AUFGABE 1:
Schreiben Sie einen Teil der Forendiskussion über das Jabba Wood wortgetreu ab: Beginnen Sie bei den Worten "Ist ne standart" und enden Sie nach "der Felge ja??".
AUFGABE 2:
Nennen Sie alle Benutzernamen, die in der Forendiskussion über das Jabba Wood als Verfasser in einer Beitragsüberschrift stehen.

Ist ne standart antwort um kunden zu beruhigen, das ist aber nicht nur bei Rose so.
Deswegen wundert mich das nicht.

Cheers
George


----------



## BSChris (26. September 2011)

Ja also geht schon bischen was mit der Felge ja??


----------



## -MIK- (26. September 2011)

Wie gesagt, ich bin der Meinung ein Jabba Wood hat z.B. im Bikepark nix verloren. Et is und bleibt ein XC Gerät.


----------



## BSChris (26. September 2011)

Okidoki 
Dann muss in naher Zukunft doch nochmal ein Onkel her.
Hat wer interesse an ein Jabba Wood


----------



## GeorgeP (26. September 2011)

BSChris schrieb:


> Okidoki
> Dann muss in naher Zukunft doch nochmal ein Onkel her.
> Hat wer interesse an ein Jabba Wood


 
Wenn der preis stimmt sowie die rahmengröße !


----------



## BSChris (27. September 2011)

GeorgeP schrieb:


> Wenn der preis stimmt sowie die rahmengröße !


 
Rahmengröße sach ich dir am Fr.
Weiß gar nicht mehr ob M oder L


----------

[Elemente zur Ortsbestimmung]
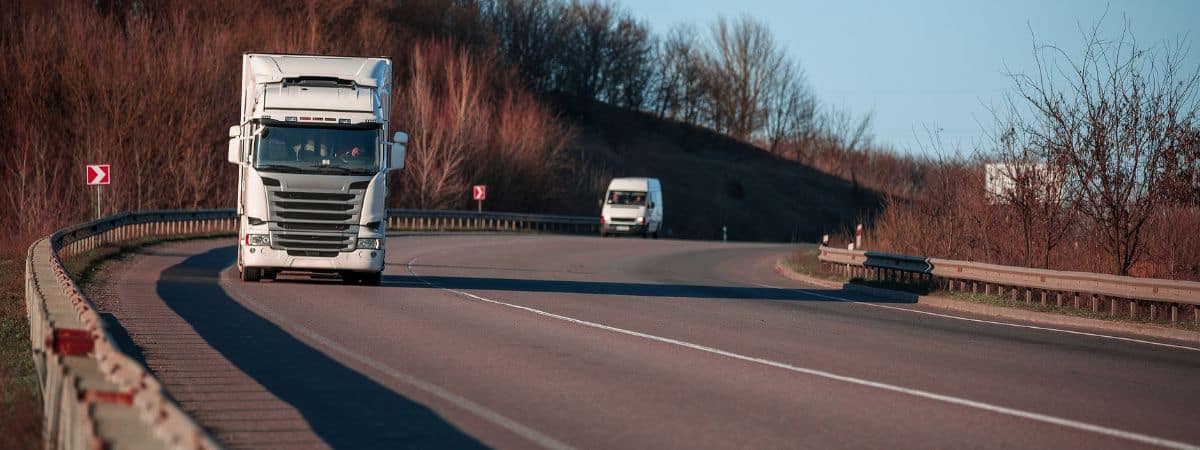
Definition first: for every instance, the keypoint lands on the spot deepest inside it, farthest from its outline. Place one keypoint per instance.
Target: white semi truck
(312, 157)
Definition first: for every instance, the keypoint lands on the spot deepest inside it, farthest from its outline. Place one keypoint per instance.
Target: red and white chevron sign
(97, 174)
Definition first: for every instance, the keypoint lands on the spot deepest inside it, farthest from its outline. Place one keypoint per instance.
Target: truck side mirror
(397, 157)
(234, 155)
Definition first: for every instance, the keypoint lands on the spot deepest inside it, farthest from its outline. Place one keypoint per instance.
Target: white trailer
(312, 165)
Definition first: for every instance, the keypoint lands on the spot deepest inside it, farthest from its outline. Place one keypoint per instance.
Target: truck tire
(251, 274)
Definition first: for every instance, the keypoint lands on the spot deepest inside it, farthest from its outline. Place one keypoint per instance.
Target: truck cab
(631, 207)
(313, 155)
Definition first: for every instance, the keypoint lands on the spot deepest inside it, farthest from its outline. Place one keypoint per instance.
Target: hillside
(711, 180)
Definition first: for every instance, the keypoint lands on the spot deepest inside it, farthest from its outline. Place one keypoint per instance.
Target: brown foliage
(151, 91)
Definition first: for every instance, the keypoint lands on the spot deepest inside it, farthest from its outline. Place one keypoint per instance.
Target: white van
(633, 205)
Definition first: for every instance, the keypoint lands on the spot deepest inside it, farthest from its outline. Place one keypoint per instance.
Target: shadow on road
(642, 289)
(343, 407)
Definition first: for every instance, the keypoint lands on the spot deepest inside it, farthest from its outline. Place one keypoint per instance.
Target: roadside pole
(97, 175)
(479, 192)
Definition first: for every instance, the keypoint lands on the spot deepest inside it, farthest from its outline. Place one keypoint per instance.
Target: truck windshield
(627, 198)
(318, 150)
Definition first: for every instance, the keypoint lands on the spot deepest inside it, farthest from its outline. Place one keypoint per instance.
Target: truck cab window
(318, 150)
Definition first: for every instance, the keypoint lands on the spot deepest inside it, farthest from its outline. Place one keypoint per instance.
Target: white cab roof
(634, 184)
(373, 72)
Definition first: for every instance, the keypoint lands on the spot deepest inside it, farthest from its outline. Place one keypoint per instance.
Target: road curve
(526, 341)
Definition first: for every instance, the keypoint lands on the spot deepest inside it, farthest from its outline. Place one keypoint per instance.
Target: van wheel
(251, 274)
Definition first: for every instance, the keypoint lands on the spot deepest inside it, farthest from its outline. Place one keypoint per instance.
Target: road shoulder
(1035, 317)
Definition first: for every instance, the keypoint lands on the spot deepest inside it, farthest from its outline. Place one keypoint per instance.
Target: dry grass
(21, 406)
(150, 88)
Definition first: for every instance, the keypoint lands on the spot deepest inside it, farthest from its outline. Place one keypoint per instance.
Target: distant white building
(1000, 180)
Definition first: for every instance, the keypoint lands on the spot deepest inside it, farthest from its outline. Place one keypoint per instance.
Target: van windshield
(627, 198)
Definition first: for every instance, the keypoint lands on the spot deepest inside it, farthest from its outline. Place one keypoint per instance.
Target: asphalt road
(535, 341)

ERWARTETE LÖSUNG 1:
Ist ne standart antwort um kunden zu beruhigen, das ist aber nicht nur bei Rose so.
Deswegen wundert mich das nicht.

Cheers
George


----------



## BSChris (26. September 2011)

Ja also geht schon bischen was mit der Felge ja??

ERWARTETE LÖSUNG 2:
BSChris, -MIK-, GeorgeP